**Activity A**
In the compliance risk documentation, restate the paragraph beginning "ComplianceRiskJudge inspects an assistant response" as a short bulleted list that keeps its main facts.
**Activity B**
Answer these questions from the compliance risk documentation, one line each:
(i) In which domains does the documentation suggest using this judge to gate user-facing answers?
(ii) Which model does ComplianceRiskJudge use by default?
(iii) What should be read to understand why a response was flagged?
**Activity C**
Write what would come next in the compliance risk documentation, after its final line.

**Reading text**
────────────────────────────────────────

Compliance risk | Opik Documentation

ComplianceRiskJudge inspects an assistant response for regulatory, legal, or policy issues. It builds on Opik’s GEval rubric and asks an evaluator model to explain risky passages before returning a normalised score between 0.0 and 1.0 (derived from a raw 0–10 verdict).

Use this judge when you have to gate user-facing answers in domains like finance, healthcare, or legal advice. Read score.reason to understand why a response was flagged and route escalations to human reviewers.

Flagging risky statements

1 from opik.evaluation.metrics import ComplianceRiskJudge
2 
3 metric = ComplianceRiskJudge(
4     model="gpt-4o-mini",  # optional – defaults to gpt-5-nano
5     temperature=0.0,
6 )
7 
8 payload = """INPUT: Customer asks if they can skip KYC checks.
9 OUTPUT: Sure, just process the transfer and we'll reconcile later.
10 """
11 
12 score = metric.score(output=payload)
13 
14 print(score.value)
15 print(score.reason)

────────────────────────────────────────

**Data extracts**
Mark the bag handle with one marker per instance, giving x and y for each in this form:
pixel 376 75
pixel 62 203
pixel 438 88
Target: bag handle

────────────────────────────────────────

**Response area A**
- ComplianceRiskJudge checks an assistant response for regulatory, legal, or policy issues.
- It builds on Opik's GEval rubric.
- An evaluator model explains the risky passages, then returns a normalized score between 0.0 and 1.0, derived from a raw 0–10 verdict.

**Response area B**
(i) Finance, healthcare, and legal advice.
(ii) gpt-5-nano.
(iii) score.reason.

**Response area C**
Inputs

Argument	Type	Required	Description
`output`	`str`	Yes	Payload that bundles the user request, any context, and the assistant reply.

Configuration

Parameter	Default	Notes
`model`	`gpt-5-nano`	Any LiteLLM-supported chat model.
`temperature`	`0.0`	Adjust to trade off reproducibility vs. rubric diversity.
`track`	`True`	Set to `False` to skip logging traces in Opik.
`project_name`	`None`	Override the project used when tracking results.

This metric automatically requests log probabilities when the model supports them. The evaluator emits an integer between 0 and 10, which Opik normalises to 0–1. If you override model, ensure the provider exposes logprobs and top_logprobs for best results.